• [Task to complete]:
Print the following lines word for word, leaving out the pictures.

• [Data to use]:
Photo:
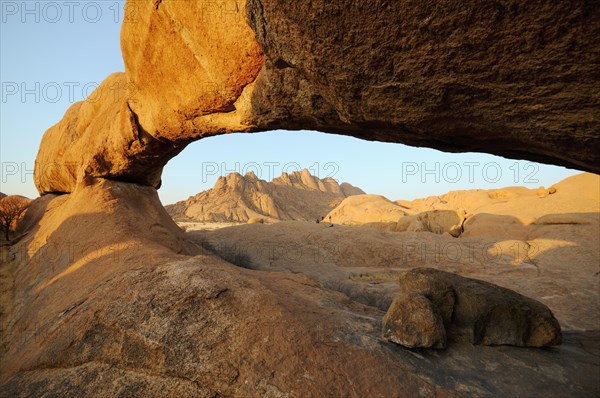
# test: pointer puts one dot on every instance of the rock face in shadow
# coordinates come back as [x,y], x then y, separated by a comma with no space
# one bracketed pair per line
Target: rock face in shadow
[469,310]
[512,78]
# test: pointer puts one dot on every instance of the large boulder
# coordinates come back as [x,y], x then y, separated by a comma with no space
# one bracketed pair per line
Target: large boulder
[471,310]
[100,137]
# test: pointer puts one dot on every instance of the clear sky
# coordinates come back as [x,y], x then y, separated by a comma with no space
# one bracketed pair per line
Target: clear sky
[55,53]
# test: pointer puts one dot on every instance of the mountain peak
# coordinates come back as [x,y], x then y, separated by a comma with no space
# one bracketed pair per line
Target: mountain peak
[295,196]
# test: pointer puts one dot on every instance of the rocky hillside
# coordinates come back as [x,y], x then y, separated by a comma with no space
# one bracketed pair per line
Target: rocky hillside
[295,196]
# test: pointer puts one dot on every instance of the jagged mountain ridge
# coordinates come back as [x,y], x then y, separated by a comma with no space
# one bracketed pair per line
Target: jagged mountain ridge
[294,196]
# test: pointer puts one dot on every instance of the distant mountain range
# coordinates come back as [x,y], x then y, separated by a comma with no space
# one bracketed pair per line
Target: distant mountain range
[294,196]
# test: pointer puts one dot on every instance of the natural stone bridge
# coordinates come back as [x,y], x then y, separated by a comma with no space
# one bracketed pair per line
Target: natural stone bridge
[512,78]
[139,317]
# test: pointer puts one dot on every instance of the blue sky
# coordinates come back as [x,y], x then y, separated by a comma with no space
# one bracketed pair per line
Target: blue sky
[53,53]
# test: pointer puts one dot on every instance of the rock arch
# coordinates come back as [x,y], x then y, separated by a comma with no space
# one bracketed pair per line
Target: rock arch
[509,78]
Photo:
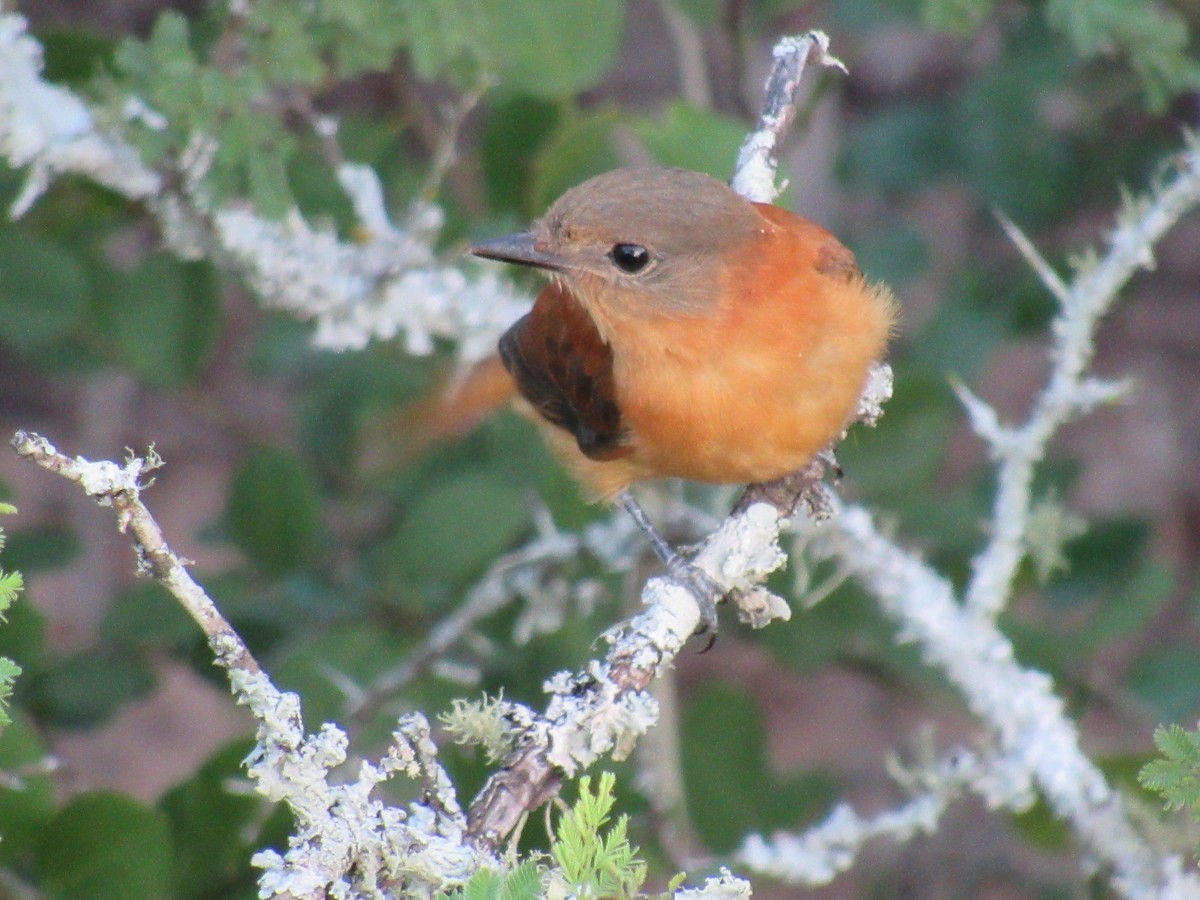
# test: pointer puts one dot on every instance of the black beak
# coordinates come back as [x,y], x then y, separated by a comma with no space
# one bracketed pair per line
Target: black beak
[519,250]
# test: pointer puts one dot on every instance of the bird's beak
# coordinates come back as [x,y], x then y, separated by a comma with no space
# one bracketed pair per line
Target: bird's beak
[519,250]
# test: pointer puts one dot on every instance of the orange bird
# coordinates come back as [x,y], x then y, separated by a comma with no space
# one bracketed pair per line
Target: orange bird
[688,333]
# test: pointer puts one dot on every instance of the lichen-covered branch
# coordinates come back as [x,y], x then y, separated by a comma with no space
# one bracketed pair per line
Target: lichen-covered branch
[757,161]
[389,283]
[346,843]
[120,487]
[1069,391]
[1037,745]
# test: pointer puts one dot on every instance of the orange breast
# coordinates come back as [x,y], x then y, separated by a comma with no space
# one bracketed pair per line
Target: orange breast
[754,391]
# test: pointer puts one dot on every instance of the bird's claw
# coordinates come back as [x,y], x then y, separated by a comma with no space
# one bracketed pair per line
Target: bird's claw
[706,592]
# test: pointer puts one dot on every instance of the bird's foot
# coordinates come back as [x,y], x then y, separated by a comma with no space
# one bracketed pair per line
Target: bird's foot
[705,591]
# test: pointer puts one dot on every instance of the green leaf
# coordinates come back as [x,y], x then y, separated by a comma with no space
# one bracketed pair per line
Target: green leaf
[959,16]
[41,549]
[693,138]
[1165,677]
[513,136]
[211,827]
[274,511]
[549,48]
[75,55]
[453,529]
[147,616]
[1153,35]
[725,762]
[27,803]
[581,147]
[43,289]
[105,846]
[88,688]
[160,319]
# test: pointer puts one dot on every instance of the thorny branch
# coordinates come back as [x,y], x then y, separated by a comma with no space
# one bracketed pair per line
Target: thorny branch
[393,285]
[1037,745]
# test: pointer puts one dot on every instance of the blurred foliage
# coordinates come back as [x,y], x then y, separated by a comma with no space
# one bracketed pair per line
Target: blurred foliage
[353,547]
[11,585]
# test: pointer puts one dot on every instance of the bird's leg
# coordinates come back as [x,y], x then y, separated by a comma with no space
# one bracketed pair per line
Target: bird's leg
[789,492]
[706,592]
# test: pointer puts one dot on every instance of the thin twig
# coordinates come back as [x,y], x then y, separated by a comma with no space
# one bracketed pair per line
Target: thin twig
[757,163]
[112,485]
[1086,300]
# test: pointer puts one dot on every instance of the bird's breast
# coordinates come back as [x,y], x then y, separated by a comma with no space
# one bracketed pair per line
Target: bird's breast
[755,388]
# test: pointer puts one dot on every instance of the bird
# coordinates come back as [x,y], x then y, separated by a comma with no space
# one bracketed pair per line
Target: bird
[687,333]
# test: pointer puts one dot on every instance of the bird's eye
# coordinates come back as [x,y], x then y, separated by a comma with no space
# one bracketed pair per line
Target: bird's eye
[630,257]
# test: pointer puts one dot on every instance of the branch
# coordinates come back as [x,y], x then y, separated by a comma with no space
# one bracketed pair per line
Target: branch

• [Finished task]:
Photo:
# test: pointer puts one dot on every instance of the rock face in shadow
# coordinates come back as [x,y], x then y, separated by a comma with no space
# one bracketed pair per line
Target: rock face in shadow
[469,310]
[512,78]
# test: pointer puts one dot on every instance of the large boulder
# coordinates come back as [x,y], x then y, separated by a comma with no space
# one bracketed pair per line
Target: large boulder
[471,310]
[100,137]
# test: pointer puts one dot on every instance of the clear sky
# coordinates come back as [x,y], x then y, separated by a comma with no space
# one bracketed pair per line
Target: clear sky
[55,53]
# test: pointer puts one dot on every instance of the mountain peak
# coordinates come back as [x,y], x then y, separated by a comma with no space
# one bracketed pair per line
Target: mountain peak
[295,196]
# test: pointer puts one dot on every instance of the rocky hillside
# coordinates come back as [x,y], x then y, separated by a comma with no space
# one bracketed pair per line
Target: rocky hillside
[295,196]
# test: pointer puts one dot on every instance of the jagged mountain ridge
# coordinates come back as [x,y], x then y, separated by a comma with no space
# one bracketed pair per line
Target: jagged mountain ridge
[294,196]
# test: pointer puts one dot on every instance of the distant mountain range
# coordinates come back as [x,y], x then y, separated by a comma with no space
# one bracketed pair per line
Target: distant mountain range
[294,196]
# test: pointer puts one dot on every instance of the natural stone bridge
# coordinates come back as [x,y], x then y, separated by a comma with no space
# one bracketed pair per line
Target: natural stone bridge
[512,78]
[139,317]
# test: pointer puts one dot on every instance of the blue sky
# coordinates come back as [x,y], x then y, separated by a comma with no space
# one bracketed pair per line
Target: blue sky
[53,53]
# test: pointer puts one dot on every instance of the rock arch
# coordinates come back as [x,y], x then y, separated by a comma with no space
# one bracketed pair per line
Target: rock arch
[509,78]
Photo:
# test: pointer puts one dot on every instance of the black beak
# coordinates come back as [x,y], x then y, separated by a comma with no space
# one bracketed pair per line
Target: black beak
[519,250]
# test: pointer puts one dot on every instance of the bird's beak
# coordinates come back as [x,y], x then y, separated by a comma with no space
# one bracketed pair per line
Target: bird's beak
[519,250]
# test: pointer puts one dot on every instance of the orange bird
# coordinates come back as [x,y], x then y, separated by a comma with no space
# one bracketed pair per line
Target: orange bird
[688,333]
# test: pointer puts one dot on every instance of the lichen-covered branch
# coordinates come back as [x,y], x then y, separated by a comma with no space
# one bracketed pair per line
Target: lichen-covered branch
[757,161]
[389,283]
[346,843]
[120,487]
[1069,391]
[1037,745]
# test: pointer puts one dot on every instance of the orange breast
# coordinates come back as [x,y], x then y, separated by a comma with no space
# one bracketed pair per line
Target: orange breast
[754,391]
# test: pointer puts one dot on every instance of the bird's claw
# coordinates come back as [x,y], x then y, separated by a comma with no space
# one bracketed pair per line
Target: bird's claw
[706,592]
# test: pointer puts one dot on every instance of the bird's foot
# coordinates come back as [x,y], x then y, separated by a comma with no space
# one bracketed pair per line
Target: bird's foot
[705,591]
# test: pointer puts one dot on every instance of the green leaf
# coordinates come back as [x,y], x then y, separated by a comma with no space
# one bracketed pair per line
Target: green leaf
[959,16]
[41,549]
[693,138]
[1165,677]
[513,136]
[211,827]
[274,511]
[549,48]
[75,55]
[453,529]
[147,616]
[1153,35]
[725,762]
[27,803]
[581,147]
[43,289]
[105,846]
[88,688]
[160,319]
# test: pointer puts one dot on every instance of the thorny branch
# coordinates come back as [x,y], x then y, separated by a comma with no space
# one bracketed pair per line
Target: thorny branch
[393,285]
[1037,745]
# test: pointer puts one dot on every instance of the blurred foliage
# coordinates come back as [x,y], x then y, separated by a comma with no space
# one bracketed pair per line
Target: blurred foliage
[353,547]
[11,585]
# test: pointer puts one dot on every instance of the bird's leg
# coordinates come back as [x,y], x then y, separated by a comma with no space
# one bracketed pair per line
Target: bird's leg
[789,492]
[706,592]
# test: pointer puts one dot on every instance of the thin twig
# coordinates come back as [x,y], x then y, separated by a comma with no space
# one bracketed pair per line
Target: thin twig
[757,163]
[112,485]
[1086,300]
# test: pointer puts one dot on every instance of the bird's breast
# coordinates come back as [x,y], x then y, separated by a comma with no space
# one bracketed pair per line
Target: bird's breast
[755,388]
# test: pointer puts one dot on every instance of the bird
# coordinates come back as [x,y], x then y, separated by a comma with no space
# one bracketed pair per line
Target: bird
[687,333]
# test: pointer puts one dot on every instance of the bird's eye
# coordinates come back as [x,y], x then y, separated by a comma with no space
# one bracketed pair per line
Target: bird's eye
[630,257]
# test: pointer puts one dot on every instance of the branch
# coordinates come back as [x,y], x then y, separated by a comma with no space
# one bracketed pair per line
Target: branch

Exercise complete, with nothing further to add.